Scan the entries for "dark". Every line that holds it is to be copied.
________________
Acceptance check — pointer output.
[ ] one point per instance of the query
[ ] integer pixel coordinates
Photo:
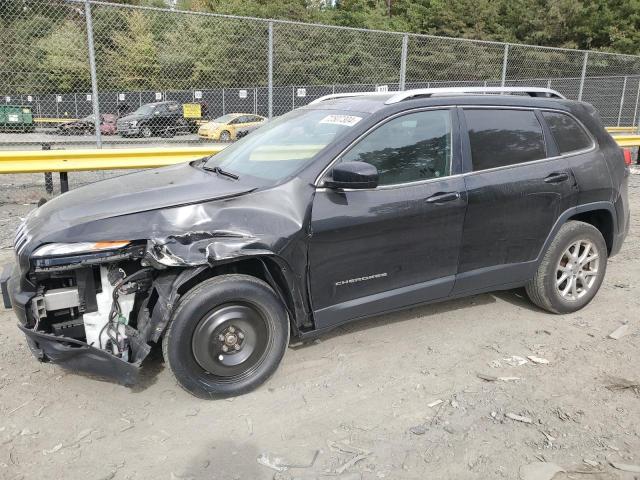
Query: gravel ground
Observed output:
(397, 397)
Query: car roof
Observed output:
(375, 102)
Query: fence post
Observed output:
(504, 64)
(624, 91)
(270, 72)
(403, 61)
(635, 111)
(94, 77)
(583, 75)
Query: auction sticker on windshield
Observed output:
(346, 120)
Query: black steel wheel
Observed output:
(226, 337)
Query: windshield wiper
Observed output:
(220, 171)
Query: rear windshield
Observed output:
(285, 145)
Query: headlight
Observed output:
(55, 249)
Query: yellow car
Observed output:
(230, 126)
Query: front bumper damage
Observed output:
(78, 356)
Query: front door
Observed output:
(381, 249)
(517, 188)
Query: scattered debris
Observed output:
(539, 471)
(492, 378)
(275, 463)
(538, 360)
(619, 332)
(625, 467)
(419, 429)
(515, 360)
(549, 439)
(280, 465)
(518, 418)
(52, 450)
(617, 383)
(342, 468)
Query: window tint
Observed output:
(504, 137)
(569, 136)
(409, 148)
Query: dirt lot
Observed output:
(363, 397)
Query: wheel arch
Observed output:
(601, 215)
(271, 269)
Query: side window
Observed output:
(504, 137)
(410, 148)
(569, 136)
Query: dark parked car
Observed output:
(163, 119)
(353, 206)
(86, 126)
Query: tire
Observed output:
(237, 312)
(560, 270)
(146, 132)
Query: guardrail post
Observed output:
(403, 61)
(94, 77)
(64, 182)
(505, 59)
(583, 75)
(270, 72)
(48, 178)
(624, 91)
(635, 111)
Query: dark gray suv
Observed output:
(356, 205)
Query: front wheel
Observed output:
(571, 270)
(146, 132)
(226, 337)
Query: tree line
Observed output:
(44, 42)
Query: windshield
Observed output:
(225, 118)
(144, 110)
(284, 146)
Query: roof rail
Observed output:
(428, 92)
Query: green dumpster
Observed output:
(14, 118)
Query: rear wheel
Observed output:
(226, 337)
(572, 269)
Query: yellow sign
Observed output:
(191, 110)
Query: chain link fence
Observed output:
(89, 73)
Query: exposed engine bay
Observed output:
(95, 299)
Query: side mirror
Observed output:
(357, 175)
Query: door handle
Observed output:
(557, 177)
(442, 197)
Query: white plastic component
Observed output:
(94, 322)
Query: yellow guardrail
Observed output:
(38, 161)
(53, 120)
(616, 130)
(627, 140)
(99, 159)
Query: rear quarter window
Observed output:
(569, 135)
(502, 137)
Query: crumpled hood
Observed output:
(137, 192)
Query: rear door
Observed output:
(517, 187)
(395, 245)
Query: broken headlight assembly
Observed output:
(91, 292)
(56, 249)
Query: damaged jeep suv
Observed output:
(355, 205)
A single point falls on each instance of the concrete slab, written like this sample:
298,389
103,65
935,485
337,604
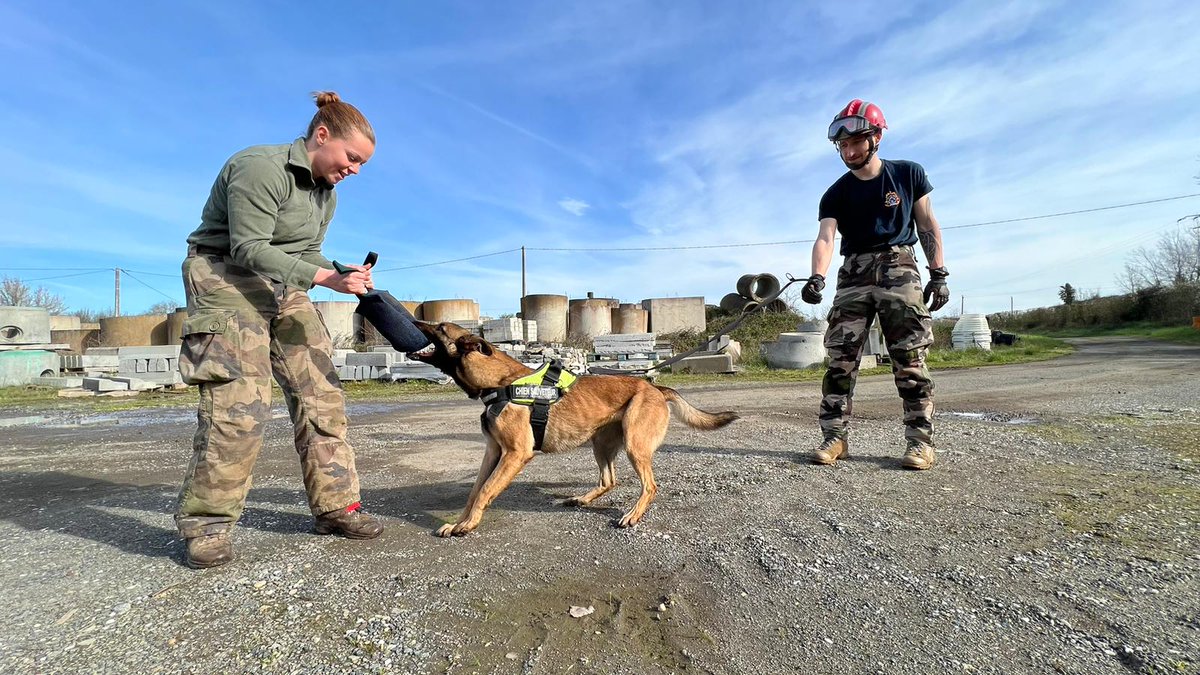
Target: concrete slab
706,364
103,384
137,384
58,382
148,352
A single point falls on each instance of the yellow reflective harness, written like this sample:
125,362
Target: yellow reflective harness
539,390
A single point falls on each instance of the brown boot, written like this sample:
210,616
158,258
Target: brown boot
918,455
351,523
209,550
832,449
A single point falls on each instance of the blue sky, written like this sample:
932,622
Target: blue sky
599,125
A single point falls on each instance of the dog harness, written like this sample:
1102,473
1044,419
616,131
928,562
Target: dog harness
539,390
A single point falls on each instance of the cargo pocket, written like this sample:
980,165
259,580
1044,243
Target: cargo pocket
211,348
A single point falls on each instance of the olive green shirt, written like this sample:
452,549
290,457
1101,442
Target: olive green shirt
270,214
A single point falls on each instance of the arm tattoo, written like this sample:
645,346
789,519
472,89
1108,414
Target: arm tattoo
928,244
________________
Task response:
Query: dark parked car
Query: dark gray suv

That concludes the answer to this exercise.